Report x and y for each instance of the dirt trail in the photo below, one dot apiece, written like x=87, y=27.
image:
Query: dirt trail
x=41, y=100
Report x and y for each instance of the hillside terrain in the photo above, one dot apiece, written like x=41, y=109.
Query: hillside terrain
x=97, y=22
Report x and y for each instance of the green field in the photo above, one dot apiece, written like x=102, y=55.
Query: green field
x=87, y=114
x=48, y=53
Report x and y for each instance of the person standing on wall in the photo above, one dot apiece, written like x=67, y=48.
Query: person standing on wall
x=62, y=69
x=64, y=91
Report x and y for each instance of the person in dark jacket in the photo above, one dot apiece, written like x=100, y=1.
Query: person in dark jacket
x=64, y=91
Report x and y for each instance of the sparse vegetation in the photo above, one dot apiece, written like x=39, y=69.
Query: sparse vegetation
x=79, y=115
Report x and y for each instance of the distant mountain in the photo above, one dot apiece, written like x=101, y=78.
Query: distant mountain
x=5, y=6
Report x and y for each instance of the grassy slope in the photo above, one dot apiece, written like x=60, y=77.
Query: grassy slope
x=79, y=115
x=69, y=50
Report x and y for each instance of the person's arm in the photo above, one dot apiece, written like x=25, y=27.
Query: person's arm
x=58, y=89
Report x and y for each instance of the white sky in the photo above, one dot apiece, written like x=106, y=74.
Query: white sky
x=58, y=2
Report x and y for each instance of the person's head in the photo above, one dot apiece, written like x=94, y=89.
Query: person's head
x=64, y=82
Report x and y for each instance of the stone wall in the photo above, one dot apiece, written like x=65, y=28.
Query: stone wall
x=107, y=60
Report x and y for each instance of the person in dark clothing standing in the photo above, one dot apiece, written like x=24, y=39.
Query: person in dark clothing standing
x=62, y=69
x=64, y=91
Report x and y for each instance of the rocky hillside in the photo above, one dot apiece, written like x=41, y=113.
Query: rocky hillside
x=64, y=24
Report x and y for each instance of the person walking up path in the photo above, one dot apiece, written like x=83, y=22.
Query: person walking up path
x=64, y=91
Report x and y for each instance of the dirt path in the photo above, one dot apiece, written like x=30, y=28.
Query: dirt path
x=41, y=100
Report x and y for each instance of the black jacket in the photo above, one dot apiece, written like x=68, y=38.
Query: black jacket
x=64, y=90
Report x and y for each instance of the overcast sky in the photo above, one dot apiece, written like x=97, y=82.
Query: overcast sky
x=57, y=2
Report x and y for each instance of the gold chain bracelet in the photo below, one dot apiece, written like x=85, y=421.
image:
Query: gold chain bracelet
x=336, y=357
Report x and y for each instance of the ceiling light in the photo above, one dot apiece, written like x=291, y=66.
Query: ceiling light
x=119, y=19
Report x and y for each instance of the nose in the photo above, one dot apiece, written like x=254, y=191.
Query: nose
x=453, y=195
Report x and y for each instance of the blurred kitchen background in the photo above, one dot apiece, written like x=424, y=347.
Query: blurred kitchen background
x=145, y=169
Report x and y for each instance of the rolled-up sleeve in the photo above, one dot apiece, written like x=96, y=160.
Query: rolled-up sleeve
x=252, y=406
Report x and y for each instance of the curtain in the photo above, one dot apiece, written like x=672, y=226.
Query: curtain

* * * *

**Task prompt**
Starting with the line that contains "Report x and y for each instance of the ceiling", output every line through the end of the listing above, unchanged.

**Exercise output**
Report x and y for each instance of the ceiling light in the photo above, one dot apiece, written like x=291, y=66.
Query: ceiling light
x=119, y=19
Report x and y for each instance of the nose in the photo above, one dot apiece, written like x=254, y=191.
Query: nose
x=453, y=195
Report x and y for each instance of the blurred kitchen background in the photo above, one dot apiece, written like x=424, y=347.
Query: blurred kitchen background
x=145, y=169
Report x and y for each instance of the rolled-up sleeve in the photo above, one dot apiece, written like x=96, y=160.
Query: rolled-up sleeve
x=252, y=406
Report x and y for each instance of the curtain in the photo above, one dot apiece, written like x=672, y=226.
Query: curtain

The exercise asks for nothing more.